WHAT THE TASK REQUIRES: Copy every line of the items, beginning at the line that has "Category: manhole cover" and stopping after the last line of the items, and raise each point coordinate in the answers by 12.

>> START DATASET CONTENT

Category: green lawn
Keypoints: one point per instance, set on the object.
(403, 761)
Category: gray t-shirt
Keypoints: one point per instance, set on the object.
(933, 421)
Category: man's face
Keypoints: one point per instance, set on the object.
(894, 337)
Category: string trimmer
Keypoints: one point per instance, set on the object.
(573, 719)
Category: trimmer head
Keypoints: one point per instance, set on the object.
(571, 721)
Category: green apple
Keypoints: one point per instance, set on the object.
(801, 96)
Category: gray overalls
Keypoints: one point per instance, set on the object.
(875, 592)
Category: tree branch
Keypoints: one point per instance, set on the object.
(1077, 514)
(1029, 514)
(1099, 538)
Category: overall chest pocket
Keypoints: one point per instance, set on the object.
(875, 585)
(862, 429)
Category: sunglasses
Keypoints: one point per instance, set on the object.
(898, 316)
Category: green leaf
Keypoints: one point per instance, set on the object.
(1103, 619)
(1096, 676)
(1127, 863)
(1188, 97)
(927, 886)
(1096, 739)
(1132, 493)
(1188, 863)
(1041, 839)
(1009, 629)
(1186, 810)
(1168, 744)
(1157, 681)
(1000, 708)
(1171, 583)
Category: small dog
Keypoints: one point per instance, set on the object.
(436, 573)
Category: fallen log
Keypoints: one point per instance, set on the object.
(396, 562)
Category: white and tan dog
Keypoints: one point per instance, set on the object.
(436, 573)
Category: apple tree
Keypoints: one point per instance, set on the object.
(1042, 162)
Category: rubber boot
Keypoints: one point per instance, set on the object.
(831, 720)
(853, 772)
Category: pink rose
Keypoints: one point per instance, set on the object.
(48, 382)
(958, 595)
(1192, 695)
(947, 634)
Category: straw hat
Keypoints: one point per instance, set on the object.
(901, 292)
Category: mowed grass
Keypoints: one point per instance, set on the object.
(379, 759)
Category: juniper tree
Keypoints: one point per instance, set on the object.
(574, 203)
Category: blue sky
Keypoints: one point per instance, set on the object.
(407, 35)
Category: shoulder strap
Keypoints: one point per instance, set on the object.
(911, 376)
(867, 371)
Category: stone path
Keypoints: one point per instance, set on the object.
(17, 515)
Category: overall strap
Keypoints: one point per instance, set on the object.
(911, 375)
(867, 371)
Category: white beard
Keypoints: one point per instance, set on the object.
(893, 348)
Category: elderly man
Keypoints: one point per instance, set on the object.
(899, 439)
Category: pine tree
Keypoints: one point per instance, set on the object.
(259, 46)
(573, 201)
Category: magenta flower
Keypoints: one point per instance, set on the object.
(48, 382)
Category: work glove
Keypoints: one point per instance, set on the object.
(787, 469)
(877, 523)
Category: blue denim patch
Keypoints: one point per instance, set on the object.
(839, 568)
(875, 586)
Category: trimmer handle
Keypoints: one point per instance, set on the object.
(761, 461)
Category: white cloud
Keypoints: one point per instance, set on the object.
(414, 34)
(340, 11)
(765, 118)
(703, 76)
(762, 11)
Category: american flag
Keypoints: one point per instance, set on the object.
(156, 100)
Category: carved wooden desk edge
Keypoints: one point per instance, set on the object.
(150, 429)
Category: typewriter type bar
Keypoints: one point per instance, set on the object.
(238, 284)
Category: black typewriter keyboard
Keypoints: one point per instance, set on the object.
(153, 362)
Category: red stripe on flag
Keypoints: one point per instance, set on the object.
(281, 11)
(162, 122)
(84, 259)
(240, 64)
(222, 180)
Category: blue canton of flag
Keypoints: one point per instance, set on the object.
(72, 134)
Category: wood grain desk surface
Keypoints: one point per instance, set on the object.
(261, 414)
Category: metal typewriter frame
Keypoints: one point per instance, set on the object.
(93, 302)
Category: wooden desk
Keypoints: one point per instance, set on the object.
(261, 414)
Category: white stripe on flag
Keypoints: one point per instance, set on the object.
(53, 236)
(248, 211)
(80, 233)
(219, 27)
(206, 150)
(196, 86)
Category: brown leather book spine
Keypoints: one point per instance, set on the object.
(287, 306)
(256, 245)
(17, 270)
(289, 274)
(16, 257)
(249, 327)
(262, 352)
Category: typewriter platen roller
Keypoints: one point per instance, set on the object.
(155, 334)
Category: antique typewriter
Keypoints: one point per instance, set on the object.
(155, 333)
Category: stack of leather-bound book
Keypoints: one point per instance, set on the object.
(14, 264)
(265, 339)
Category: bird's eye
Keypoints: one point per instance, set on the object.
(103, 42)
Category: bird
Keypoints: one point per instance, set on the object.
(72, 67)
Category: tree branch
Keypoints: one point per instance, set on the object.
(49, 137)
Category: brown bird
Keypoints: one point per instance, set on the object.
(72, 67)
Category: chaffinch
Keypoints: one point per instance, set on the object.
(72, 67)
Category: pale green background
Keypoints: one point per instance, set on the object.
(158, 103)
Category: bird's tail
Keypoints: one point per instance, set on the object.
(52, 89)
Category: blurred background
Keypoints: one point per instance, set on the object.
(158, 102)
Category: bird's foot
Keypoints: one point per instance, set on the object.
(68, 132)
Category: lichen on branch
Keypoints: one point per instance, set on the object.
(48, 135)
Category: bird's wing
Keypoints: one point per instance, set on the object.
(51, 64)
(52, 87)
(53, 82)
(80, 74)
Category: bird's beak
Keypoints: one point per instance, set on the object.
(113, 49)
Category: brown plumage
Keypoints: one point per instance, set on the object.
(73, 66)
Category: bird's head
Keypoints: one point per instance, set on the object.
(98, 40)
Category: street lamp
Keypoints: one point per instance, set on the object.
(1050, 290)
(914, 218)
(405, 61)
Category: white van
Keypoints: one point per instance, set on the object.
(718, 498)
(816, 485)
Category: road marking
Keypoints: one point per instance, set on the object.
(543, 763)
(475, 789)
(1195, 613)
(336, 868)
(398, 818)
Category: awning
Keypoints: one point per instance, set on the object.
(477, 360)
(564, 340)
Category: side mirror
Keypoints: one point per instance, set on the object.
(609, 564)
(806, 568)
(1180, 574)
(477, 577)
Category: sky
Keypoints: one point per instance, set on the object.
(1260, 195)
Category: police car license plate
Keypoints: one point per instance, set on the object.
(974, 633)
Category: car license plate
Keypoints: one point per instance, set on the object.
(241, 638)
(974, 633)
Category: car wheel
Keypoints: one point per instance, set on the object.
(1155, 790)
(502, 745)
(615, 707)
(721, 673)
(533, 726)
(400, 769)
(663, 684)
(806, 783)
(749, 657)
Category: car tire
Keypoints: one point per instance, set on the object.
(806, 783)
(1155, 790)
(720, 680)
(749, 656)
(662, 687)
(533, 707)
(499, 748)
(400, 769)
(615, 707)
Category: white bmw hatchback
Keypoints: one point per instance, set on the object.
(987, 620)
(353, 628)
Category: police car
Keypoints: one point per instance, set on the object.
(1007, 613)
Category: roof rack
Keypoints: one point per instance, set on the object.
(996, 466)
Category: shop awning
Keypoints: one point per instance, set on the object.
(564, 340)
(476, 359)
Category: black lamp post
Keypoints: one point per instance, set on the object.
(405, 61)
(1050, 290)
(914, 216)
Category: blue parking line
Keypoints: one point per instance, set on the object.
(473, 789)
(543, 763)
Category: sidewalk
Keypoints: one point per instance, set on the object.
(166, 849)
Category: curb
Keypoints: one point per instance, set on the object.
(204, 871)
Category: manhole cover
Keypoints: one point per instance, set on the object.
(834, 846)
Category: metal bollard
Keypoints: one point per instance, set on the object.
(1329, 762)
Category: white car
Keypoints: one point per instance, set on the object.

>> END DATASET CONTENT

RESPONSE:
Category: manhole cover
Keypoints: one point per instance, set on the object.
(846, 858)
Category: metal bollard
Keypoints: one point per instance, set on the object.
(1341, 774)
Category: white car
Keypoints: one point per instance, set on the object.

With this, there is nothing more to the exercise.